Aim -
Copy out each line of the material below with no changes.

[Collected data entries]
========
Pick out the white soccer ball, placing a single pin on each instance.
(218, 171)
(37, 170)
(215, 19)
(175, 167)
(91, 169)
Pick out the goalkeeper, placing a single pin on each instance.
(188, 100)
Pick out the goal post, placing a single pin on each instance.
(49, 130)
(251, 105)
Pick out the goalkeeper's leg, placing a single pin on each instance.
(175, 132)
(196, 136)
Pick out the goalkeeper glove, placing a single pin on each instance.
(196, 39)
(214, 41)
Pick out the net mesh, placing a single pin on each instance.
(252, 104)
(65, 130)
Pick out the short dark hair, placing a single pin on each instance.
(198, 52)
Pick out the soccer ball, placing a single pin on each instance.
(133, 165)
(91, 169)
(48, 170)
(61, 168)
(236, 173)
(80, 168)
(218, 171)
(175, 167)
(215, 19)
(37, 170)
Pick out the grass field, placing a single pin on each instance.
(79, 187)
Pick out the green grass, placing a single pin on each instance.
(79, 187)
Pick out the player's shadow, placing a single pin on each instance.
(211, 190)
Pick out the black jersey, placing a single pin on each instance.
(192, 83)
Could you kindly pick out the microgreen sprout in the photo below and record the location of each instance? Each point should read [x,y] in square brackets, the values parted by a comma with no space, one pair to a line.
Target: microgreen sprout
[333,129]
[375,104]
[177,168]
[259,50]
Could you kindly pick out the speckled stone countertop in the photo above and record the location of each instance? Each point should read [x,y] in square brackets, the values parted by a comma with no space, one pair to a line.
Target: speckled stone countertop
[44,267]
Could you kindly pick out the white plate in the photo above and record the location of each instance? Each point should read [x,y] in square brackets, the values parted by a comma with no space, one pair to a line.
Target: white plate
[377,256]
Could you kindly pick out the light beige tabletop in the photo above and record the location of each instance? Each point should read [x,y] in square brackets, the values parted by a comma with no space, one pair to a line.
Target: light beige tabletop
========
Response -
Pick out the white soccer ball, placing a single pin on each instance.
(218, 171)
(37, 170)
(215, 19)
(175, 167)
(91, 169)
Pick out the goalkeeper, placing a single pin on each instance.
(188, 100)
Pick out the goal post, placing a single pin on each instance.
(49, 130)
(251, 105)
Pick out the goalkeeper's leg, placing a single pin on each instance.
(175, 132)
(196, 136)
Pick out the goalkeeper glove, placing a single pin on each instance.
(196, 39)
(214, 41)
Pick out the net mesh, placing a single pin on each instance.
(252, 104)
(65, 130)
Pick out the short dark hair, placing a single pin on each instance.
(198, 52)
Pick out the soccer ball, placing a single pin on each instance.
(133, 165)
(91, 169)
(48, 170)
(61, 168)
(236, 173)
(80, 168)
(218, 171)
(175, 167)
(215, 19)
(37, 170)
Pick out the grass field, placing a single pin on each instance.
(79, 187)
Pick out the green grass, placing a single pin on each instance.
(79, 187)
Pick out the player's shadow, placing a single pin on each instance.
(211, 190)
Pick out the black jersey, placing a single pin on each instance.
(192, 83)
Could you kindly pick out the microgreen sprout in the photo below and record the location of each instance? Each point should read [x,y] in square brackets, the values parted by a comma with no space, one pair to a line.
Target: microgreen sprout
[333,129]
[375,104]
[177,168]
[259,50]
Could you kindly pick out the speckled stone countertop in the photo above and record the location of each instance? Each point should read [x,y] in square brackets, the values parted by a comma with no space, one pair to a line.
Target: speckled stone countertop
[44,267]
Could you kindly pick out the white plate in the photo above and record the location of each instance? Each point should read [x,y] in square brackets, the values parted by a comma with no space, one pair to a line.
Target: white plate
[377,256]
Could you kindly pick out the light beige tabletop in the photo above and record the location of each instance? Each point should read [x,y] in square brackets, the values parted by a comma with no space, one pair to a line.
Target: light beige tabletop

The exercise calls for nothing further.